(DOCUMENT SEGMENT):
__________

My daughter, in the heat of the discussion, and to support her point, turned to me and asked me to tell them the story about how kids smoked in Iran and at what age and, and then “ye ye dad, please tell them about how you burnt that guy in the theater” ...

Towards the end of my story, Sameera, the oldest daughter of a family we had just met at that party, quickly got up and politely asked me if I would tell her dad that story!

She rushed to her dad and dragged him out of the men’s group - When she returned with her dad, he already knew the story. “Aghaa Bahram” he asked, “do you remember which movie theater this happened?” When I heard this, I froze in my place. The joy and the pride that my story was so interesting that a teenager wants even her dad to hear it, gave place to a dark and very uncomfortable suspicion of why this man is asking such a specific question? Is he ...?

Before even asking him that question, I looked down and there it was: a substantially bigger scar than a small cigarette burn on his right hand!

__________

(ABOUT THIS TASK):
Please carry on the cigarette-burn story, picking up right after its final sentence. The listing has no connection to the cigarette-burn story.

__________

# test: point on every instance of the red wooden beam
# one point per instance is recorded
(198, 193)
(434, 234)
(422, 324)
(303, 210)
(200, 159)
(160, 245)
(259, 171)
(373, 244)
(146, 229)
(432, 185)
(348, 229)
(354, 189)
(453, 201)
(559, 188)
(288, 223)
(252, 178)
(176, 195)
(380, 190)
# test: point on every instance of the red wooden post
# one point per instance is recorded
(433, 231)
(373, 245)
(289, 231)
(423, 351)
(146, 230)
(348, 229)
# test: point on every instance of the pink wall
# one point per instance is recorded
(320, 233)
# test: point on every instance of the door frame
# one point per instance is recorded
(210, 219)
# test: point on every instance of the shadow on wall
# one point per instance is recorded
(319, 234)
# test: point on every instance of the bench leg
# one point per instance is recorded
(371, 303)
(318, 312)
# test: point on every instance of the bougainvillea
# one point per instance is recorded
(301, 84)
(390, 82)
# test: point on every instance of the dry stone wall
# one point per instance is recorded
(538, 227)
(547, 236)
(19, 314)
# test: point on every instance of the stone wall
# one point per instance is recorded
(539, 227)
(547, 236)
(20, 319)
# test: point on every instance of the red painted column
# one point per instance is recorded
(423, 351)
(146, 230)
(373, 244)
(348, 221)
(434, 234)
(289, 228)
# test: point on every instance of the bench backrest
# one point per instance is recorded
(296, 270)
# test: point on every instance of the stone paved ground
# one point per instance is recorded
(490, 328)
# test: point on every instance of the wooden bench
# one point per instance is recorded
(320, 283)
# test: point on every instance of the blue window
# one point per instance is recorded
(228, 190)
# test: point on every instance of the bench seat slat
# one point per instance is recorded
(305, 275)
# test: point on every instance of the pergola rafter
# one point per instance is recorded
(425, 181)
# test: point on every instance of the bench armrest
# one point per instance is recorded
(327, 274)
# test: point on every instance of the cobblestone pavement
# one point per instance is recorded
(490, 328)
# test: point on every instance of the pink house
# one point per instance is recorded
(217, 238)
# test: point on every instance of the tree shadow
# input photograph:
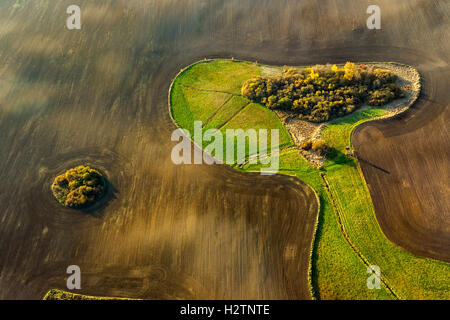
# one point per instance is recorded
(338, 157)
(373, 165)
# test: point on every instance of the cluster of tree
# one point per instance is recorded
(319, 146)
(78, 187)
(323, 93)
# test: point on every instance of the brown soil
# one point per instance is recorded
(99, 96)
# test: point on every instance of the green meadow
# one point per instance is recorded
(348, 237)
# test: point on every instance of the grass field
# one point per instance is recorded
(216, 85)
(348, 237)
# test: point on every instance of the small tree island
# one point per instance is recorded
(78, 187)
(323, 93)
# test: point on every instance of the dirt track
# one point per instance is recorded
(100, 96)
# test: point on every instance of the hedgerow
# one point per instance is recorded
(323, 93)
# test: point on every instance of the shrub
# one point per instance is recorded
(78, 187)
(306, 145)
(320, 146)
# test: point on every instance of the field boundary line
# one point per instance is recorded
(217, 110)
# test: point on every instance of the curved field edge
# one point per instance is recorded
(330, 268)
(332, 285)
(57, 294)
(406, 276)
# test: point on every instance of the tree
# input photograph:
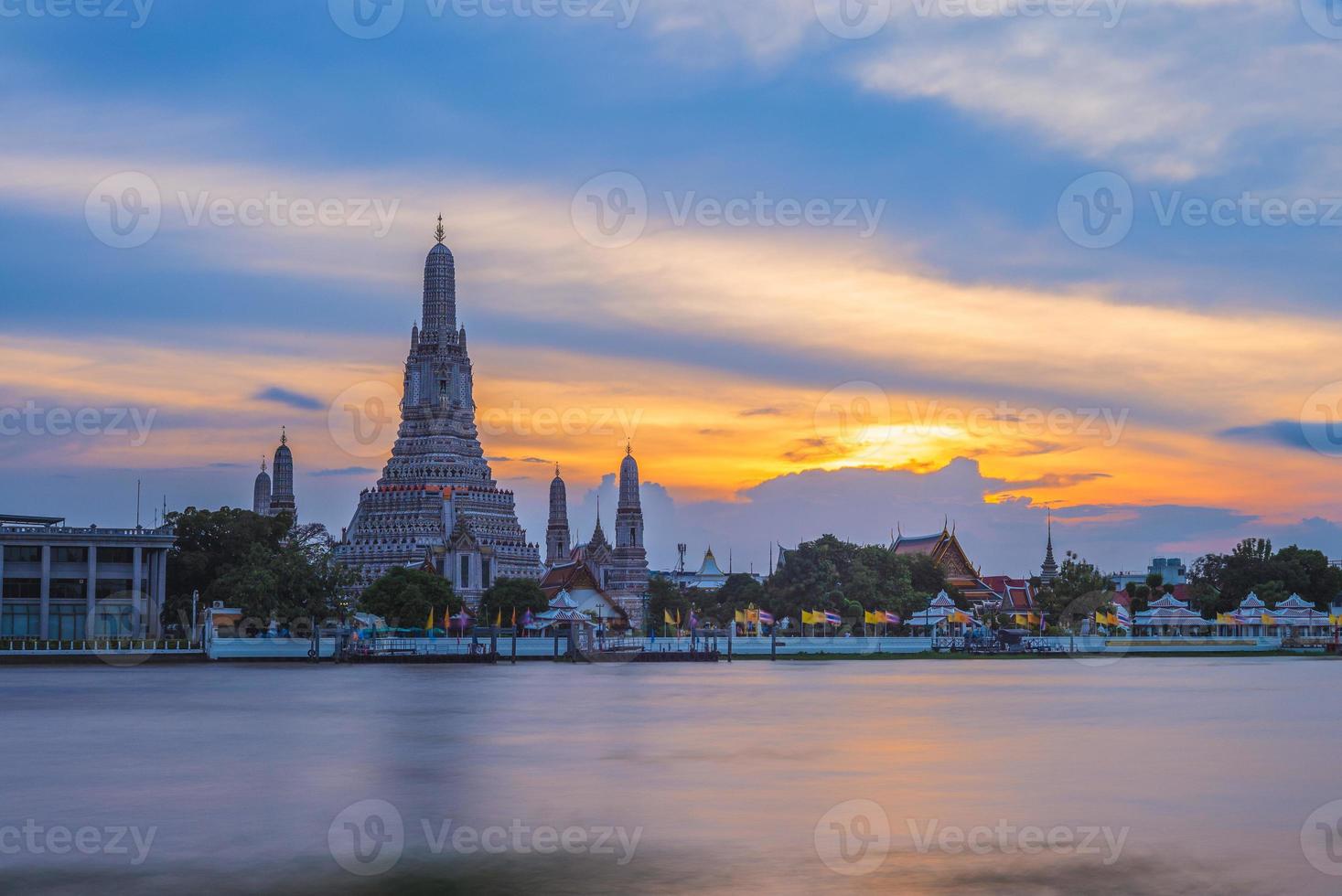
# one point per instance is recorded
(508, 594)
(850, 579)
(211, 543)
(1252, 566)
(404, 597)
(1077, 580)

__________

(RESULT FOR THIS TASK):
I could not believe this recurred nightmare. “Beh Been[look], I am sincerely so sorry. I no longer even smoke, it was just a short few years, a period I went through as a teenager” I explained. I was so embarrassed, so ashamed, and so pissed off that people get away with fucking murder and here I am, in California, several thousand miles away from Tehran, and 30 years later, facing this man whom I so innocently injured.

To everyone but his daughter’s surprise, he came towards me and although I had already raised my guard even a leg to defend myself in case of an attack, he hugged me and “Ghorboon Sadaghe” me. Because of all the commotion, his wife and the rest of the guests joined, even the territorial guys -- I guess no one’s was going to be bigger than mine that night!

After my friends and I had left the theater that night, Hamid had too left in pain. Careless about his burn, he finally develops a bad infection to the point that he was running fevers and becomes seriously ill, requiring serious medical attention.

He was hospitalized at Mehr Hospital for several days -- On his last day, a nurse’s aid who had come to his room to change his bandage, would not stop staring at him to the point that she even neglected why she was there and carelessly hurts the poor man while replacing the bandages.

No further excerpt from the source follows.